◆ Provided records
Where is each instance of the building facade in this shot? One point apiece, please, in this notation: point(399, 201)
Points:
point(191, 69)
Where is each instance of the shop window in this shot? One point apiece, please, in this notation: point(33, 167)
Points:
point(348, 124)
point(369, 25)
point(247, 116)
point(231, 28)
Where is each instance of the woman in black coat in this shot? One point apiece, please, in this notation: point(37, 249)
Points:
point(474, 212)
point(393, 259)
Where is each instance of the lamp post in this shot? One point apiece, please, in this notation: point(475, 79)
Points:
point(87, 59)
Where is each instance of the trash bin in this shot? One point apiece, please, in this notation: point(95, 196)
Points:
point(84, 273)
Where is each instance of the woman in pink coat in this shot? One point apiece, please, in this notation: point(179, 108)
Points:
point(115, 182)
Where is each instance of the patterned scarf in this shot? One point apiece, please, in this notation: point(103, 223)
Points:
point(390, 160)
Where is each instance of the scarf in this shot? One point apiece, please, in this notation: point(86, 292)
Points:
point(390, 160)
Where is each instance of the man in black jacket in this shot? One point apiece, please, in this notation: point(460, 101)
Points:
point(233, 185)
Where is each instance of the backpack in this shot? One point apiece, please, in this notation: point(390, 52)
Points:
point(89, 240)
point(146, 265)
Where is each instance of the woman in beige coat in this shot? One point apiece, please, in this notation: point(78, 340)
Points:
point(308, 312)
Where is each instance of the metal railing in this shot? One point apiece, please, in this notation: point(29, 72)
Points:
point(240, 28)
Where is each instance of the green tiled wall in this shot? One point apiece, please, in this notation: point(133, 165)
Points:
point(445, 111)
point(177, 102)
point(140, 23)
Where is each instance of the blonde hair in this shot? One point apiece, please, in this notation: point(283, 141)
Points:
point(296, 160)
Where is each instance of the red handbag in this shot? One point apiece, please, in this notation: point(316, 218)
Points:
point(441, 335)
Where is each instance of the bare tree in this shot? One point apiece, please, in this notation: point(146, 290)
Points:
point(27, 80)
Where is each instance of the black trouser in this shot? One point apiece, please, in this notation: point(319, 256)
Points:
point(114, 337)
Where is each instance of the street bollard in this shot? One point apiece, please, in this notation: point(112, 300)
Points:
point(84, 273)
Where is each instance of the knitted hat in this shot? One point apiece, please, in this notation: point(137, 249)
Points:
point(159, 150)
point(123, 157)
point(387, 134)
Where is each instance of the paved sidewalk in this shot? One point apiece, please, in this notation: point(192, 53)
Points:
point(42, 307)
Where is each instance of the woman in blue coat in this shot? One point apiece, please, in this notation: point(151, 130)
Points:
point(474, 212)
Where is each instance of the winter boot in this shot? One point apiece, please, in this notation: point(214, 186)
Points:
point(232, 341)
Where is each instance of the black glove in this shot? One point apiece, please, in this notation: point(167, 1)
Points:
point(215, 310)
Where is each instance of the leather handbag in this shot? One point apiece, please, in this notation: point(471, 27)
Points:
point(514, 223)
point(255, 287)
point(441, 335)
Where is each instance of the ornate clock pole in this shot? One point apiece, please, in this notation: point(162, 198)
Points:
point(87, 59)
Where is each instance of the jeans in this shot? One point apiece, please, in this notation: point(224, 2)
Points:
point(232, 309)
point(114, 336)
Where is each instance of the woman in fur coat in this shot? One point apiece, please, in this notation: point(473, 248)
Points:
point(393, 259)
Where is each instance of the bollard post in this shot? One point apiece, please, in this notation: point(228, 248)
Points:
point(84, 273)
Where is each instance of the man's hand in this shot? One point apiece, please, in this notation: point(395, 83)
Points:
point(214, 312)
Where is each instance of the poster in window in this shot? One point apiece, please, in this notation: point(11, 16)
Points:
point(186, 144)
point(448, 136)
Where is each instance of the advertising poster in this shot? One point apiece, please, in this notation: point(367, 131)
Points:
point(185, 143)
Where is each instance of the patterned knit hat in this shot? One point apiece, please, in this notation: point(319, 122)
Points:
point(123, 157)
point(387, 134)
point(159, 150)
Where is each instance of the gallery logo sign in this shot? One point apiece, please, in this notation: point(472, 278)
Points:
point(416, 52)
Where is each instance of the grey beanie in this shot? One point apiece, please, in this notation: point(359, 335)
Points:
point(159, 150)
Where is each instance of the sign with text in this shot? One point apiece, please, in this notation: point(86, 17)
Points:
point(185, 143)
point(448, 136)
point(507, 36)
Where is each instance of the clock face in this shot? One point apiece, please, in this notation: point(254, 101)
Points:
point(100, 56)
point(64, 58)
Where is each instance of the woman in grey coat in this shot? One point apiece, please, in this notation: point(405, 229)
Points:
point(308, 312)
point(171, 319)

◆ Exercise objective
Retype the data word for word, starting at the line that contains "Where is each instance of the metal" and ending at the line that contains "point(114, 337)", with both of those lines included.

◆ Answer for the task
Where is each instance of the metal railing in this shot? One point apiece, please, in this notation: point(29, 72)
Points:
point(240, 28)
Where is each instance of the green tiled wall in this shot? One point apiece, please, in this notation: point(133, 165)
Points:
point(445, 111)
point(177, 102)
point(140, 23)
Where is each instance of the blonde hair in this shot? One point apiece, please, in this notation: point(283, 141)
Points:
point(296, 160)
Where is each instance of the red handbag in this shot? One point apiece, please, in this notation: point(316, 218)
Points:
point(441, 335)
Where is each instance of the bare tree in this shot? One point apiece, please, in this notation: point(146, 290)
Points:
point(27, 80)
Where is each instance of the black trouser in this shot? One point apiece, please, in this notation: point(319, 256)
Points:
point(114, 337)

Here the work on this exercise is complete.